___ Text shown

Umm, no more CDs here Unless required to make. I use pen drive to share files now which is better & cheap option. For backup I got an external drive which backs up everything


----------



## Pathik (Apr 25, 2007)

well i give them to my building kids... they hav fun playin wit shining discs...


----------



## Lucky_star (Apr 25, 2007)

Hey Kool, Isn't that the Ikey Gaming Keyboard you got?
I have got the same one too. Do you know what's the functions of mark key?
And how can I use the joystick like thing in the centre of arrow keys in games? any Idea?


----------



## Binay 007 (Apr 27, 2007)

I use it to decorate but i prefere more  to play ninja-ninja with my small bro.


----------



## Harvik780 (Apr 27, 2007)

U can even use cds to kill people as it was showed in Hell Raiser 4.

______

According to the forum thread above, why does the first poster now share files with a pen drive rather than with CDs?

___ Provided information

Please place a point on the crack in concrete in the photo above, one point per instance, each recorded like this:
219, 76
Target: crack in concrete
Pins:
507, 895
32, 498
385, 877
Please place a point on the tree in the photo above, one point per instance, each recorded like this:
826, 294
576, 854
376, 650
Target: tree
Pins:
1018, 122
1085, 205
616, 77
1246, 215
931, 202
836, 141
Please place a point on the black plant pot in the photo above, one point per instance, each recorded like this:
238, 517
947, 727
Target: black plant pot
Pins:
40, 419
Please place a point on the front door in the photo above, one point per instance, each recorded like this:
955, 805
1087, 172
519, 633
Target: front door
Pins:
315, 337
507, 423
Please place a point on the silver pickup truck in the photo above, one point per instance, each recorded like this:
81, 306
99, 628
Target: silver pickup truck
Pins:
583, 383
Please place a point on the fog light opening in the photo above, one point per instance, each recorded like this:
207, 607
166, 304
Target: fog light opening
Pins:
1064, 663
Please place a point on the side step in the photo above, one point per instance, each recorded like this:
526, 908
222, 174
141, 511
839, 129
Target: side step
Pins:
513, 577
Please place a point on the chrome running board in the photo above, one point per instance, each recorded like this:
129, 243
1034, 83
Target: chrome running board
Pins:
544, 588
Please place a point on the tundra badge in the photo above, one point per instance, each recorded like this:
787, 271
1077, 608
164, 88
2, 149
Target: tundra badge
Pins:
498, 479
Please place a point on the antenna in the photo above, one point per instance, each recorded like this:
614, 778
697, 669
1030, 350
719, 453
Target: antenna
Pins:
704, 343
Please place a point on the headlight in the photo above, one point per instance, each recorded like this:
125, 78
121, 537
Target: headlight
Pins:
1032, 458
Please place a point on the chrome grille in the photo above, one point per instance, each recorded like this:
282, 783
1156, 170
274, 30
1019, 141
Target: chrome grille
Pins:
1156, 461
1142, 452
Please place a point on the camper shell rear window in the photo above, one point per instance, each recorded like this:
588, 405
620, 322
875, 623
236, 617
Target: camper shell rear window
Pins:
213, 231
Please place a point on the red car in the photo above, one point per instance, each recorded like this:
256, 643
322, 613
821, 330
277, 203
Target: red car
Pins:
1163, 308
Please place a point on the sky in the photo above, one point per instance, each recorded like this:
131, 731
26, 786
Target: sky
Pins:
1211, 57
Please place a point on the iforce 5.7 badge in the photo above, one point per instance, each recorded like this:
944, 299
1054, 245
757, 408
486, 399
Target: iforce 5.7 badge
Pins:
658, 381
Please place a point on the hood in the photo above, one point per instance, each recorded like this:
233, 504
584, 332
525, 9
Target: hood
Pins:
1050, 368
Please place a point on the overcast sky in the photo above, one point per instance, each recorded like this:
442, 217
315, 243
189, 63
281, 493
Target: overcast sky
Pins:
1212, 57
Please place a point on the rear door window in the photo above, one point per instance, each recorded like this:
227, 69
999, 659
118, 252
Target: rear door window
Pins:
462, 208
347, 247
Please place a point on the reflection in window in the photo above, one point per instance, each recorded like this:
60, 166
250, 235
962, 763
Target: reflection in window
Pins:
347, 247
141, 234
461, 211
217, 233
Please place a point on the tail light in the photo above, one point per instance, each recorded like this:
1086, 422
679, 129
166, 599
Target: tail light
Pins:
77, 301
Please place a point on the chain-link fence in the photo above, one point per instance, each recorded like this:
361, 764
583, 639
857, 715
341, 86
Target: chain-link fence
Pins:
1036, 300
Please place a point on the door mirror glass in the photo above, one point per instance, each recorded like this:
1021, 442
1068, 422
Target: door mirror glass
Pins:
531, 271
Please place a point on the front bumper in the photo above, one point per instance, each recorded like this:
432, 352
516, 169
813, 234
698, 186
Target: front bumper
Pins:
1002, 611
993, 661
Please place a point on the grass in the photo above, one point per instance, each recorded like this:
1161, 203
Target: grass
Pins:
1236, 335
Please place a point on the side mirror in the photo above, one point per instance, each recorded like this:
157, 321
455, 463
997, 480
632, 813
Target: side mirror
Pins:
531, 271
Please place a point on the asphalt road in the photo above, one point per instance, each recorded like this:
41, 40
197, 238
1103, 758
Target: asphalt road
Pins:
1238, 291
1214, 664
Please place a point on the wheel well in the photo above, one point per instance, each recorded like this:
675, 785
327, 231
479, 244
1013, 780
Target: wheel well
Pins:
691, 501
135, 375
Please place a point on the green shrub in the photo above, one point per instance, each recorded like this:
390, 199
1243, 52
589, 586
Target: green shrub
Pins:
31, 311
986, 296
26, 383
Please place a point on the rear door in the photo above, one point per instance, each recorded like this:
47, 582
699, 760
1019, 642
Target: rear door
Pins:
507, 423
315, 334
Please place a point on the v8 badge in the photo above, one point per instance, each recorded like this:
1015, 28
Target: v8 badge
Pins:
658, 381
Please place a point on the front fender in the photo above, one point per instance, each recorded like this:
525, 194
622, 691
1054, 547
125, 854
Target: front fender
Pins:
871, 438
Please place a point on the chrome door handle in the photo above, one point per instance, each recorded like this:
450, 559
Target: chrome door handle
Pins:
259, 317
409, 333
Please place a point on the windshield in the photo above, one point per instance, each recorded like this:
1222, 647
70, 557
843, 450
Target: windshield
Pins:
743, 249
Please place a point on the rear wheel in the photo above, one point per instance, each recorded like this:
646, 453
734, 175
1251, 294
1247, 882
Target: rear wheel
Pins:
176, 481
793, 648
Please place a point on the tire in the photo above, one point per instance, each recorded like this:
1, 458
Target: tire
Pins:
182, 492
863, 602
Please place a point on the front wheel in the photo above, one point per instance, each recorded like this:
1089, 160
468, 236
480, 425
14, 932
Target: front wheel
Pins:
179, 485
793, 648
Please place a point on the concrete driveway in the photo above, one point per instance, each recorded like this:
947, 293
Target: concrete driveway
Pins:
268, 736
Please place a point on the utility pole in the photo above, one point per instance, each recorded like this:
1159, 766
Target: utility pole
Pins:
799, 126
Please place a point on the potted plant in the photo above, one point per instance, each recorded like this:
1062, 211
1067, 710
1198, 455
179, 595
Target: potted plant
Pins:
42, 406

______

- Exercise result: The poster regards the pen drive as the better and cheaper option for sharing files.